# Selection start

With ease I can point out to you why Calvinist denial of free will is counterscriptural nonsense: the Beatitudes, the explanation of the Last Judgement in Matthew 25, and exhortations to virtue with which St. Paul ends all his letters, all contradict the concept that men can do nothing to save themelves or others.

However, this is not what I asked the "doctor" to do. I have no interest in fully figuring out Calvinism; what I heard was enough to dislike and despise this pseudoreligion. If you have an interest to find out what the Church teaches about predestination, election, and free will, I will do so on an apporpriate thread. In fact, I already did so: on my profile you will find this reference, Luther and Erasmus: The Controversy Concerning the Bondage of the Will , as well as an index to some important posts I and others made therein. See also St. Irenaeus on Free Will (Adversus Haereses IV,37).

Or perhaps, just like I post Catholic conversion stories, you could post a Calvinist conversion story where the convert explains how he came to believe in absence of free will, and what scripture he found to support the notion.

This is what I did ask: "If you have a scripture that you think contradicts [Catholic mariology], kindly make a reference to it and explain where do you think the contradiction is" (441). Let me now go over your post to see if any scriptural assertion there does the job I asked the "doctor" to do.

(1 and 2) simply mention that Mary was predestined from all eternity to give birth to Christ. That would seem to be alone a good reason to venerate her. I don't see from these sections anything that tells us not to venerate her.

# Selection end
# Data records start

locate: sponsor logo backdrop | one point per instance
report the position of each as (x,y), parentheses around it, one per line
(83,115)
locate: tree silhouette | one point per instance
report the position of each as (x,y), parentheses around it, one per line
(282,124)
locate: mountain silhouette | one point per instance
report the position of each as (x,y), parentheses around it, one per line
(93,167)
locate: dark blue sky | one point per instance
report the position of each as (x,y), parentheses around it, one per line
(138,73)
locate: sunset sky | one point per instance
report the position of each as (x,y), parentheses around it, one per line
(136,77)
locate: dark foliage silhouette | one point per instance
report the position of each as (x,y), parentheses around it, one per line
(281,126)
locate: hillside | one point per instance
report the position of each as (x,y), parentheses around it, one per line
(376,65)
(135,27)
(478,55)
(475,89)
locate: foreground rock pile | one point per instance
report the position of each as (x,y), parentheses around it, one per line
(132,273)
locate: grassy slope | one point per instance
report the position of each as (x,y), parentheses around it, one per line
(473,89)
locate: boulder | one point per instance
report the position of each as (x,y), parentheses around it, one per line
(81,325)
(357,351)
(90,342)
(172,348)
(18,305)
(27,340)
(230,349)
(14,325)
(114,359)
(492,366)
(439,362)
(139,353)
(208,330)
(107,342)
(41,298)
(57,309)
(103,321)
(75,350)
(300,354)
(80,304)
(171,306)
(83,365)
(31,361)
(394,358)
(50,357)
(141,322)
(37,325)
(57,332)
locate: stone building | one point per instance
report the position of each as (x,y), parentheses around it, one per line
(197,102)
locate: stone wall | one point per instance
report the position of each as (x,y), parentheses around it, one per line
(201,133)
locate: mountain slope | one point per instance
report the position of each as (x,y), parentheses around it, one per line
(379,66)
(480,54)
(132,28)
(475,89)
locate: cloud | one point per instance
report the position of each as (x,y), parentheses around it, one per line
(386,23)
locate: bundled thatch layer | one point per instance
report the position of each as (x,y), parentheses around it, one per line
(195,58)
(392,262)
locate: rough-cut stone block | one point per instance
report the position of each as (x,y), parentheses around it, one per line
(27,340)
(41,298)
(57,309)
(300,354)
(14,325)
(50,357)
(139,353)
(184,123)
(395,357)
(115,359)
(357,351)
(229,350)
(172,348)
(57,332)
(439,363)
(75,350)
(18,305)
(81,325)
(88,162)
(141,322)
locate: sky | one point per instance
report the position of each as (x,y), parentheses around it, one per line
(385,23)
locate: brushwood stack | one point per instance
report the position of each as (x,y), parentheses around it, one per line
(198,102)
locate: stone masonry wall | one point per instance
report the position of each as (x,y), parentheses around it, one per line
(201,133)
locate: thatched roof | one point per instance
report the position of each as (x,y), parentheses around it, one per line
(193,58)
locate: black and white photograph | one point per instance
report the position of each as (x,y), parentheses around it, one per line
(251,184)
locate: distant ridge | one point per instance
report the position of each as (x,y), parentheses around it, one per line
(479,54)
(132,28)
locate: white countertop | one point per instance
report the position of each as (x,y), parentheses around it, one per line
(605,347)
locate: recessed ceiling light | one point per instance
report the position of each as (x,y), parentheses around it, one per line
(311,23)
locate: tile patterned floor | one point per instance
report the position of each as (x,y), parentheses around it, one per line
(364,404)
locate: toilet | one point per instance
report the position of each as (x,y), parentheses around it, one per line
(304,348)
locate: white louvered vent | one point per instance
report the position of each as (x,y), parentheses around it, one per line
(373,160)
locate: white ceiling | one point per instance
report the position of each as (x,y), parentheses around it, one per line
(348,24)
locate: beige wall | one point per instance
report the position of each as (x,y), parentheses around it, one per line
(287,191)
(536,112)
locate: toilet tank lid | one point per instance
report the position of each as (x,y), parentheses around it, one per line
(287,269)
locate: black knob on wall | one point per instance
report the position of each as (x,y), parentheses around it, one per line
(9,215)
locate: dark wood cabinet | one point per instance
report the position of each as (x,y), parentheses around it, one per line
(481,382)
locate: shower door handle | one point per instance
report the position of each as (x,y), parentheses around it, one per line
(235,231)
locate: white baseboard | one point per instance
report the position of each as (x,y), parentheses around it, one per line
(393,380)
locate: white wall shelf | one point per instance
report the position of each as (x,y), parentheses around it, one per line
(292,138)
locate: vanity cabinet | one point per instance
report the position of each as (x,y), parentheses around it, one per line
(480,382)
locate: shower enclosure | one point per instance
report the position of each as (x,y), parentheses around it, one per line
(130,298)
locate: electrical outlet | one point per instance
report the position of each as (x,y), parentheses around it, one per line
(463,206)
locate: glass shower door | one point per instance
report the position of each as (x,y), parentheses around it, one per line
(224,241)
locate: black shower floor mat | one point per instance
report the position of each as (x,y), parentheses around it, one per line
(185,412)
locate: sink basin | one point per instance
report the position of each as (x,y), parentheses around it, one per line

# Data records end

Set tasks:
a - Which three scriptural sources does the passage say contradict the Calvinist denial of free will?
b - Rewrite the stretch of the listing from the line containing "locate: black shower" through its last line as a numbered list, omitting any blank lines.

Exercise answers:
a - The Beatitudes, the explanation of the Last Judgement in Matthew 25, and the exhortations to virtue with which St. Paul ends all his letters.

b -
1. locate: black shower floor mat | one point per instance
2. report the position of each as (x,y), parentheses around it, one per line
3. (185,412)
4. locate: sink basin | one point per instance
5. report the position of each as (x,y), parentheses around it, one per line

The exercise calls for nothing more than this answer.